* _EXCERPT_
-- start --

Changes Impacting Casual Employees: Closing Loopholes Bill 2023


Fair Work Legislation Amendment Closing Loopholes No. 2 (‘the Bill’) introduces several fundamental changes in the workplace relations landscape that impact employers in Australia. One particular change that employers should be alert to is the definition of a ‘casual employee,’ which will take effect on 26 August 2024.

Change in definition of casual employee

Currently, the definition of a casual employee per section 15A of the Fair Work Act 2009 (Cth) is:

A person is a casual employee if they accept an offer for a job from an employer knowing that there is no firm advance commitment to ongoing work or an agreed pattern of work.

In this definition, to substantiate a point that the business cannot guarantee firm advance commitment, two key factors must be present:

  1. employer can choose to offer the employee work and it’s the employee’s choice to work or not; and

  2. employee will be offered work when the business needs them to work.

The Bill will change the definition of a casual by requiring that ‘there is an absence of a firm advance commitment to continuing and indefinite work’.  Therefore, the definition of a casual employee will move away from one that focuses on the terms of the offer and acceptance in a contract (as is the current definition), to instead focus on the post contractual conduct in assessing the relationship.  This will include assessment of whether there is a regular pattern of work undertaken by the employee in question.

It is important to note that an employee who has a regular pattern of work may still be a casual employee if there is no firm advance commitment to continuing and indefinite work.  In this regard, upon the change taking effect, the Fair Work Ombudsman will evaluate the following factors to determine whether there is a legitimate inability to guarantee a firm advance commitment to continuing and indefinite work:

  1. Whether there is an inability of the employer to elect to offer, or not offer, work or an inability of the employee to elect to accept or reject work (and whether this occurs in practice).

-- end --

* _SOURCE EXCERPT_
-- start --

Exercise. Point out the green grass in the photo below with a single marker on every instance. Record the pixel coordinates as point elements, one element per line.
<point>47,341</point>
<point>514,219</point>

-- end --

* _WHAT THIS EXERCISE ASKS_
**A.** Answer these questions from the article on casual employees, one per line:
(i) On what date does the new definition of a casual employee take effect?
(ii) Which section of the Fair Work Act 2009 (Cth) holds the current definition?
(iii) Who will weigh the listed factors once the change takes effect?
**B.** Pick up the article on casual employees where it stops and keep writing.

* _REPLIES_
**A.**
(i) 26 August 2024
(ii) Section 15A
(iii) The Fair Work Ombudsman

**B.**
  2. Whether, having regard to the nature of the employer’s enterprise, it is reasonably likely that there will be future availability of continuing work in that enterprise of the kind usually performed by the employee.

  3. Whether there are full‑time employees or part‑time employees performing the same kind of work in the employer’s enterprise that is usually performed by the employee.

  4. Whether there is a regular pattern of work for the employee.

It is important that members consider these factors when categorising an employee as a casual and seek advice from the MPAQ HR Advisory team when in doubt.

Casual Conversion

As part of the Closing the Loopholes reform, the Bill also introduces a new right for a casual employee request to convert to permanent employment after 6 months (or 12 months for small business employers characterised by less than 15 employees). This change will allow employees to request conversion sooner than what has historically been available.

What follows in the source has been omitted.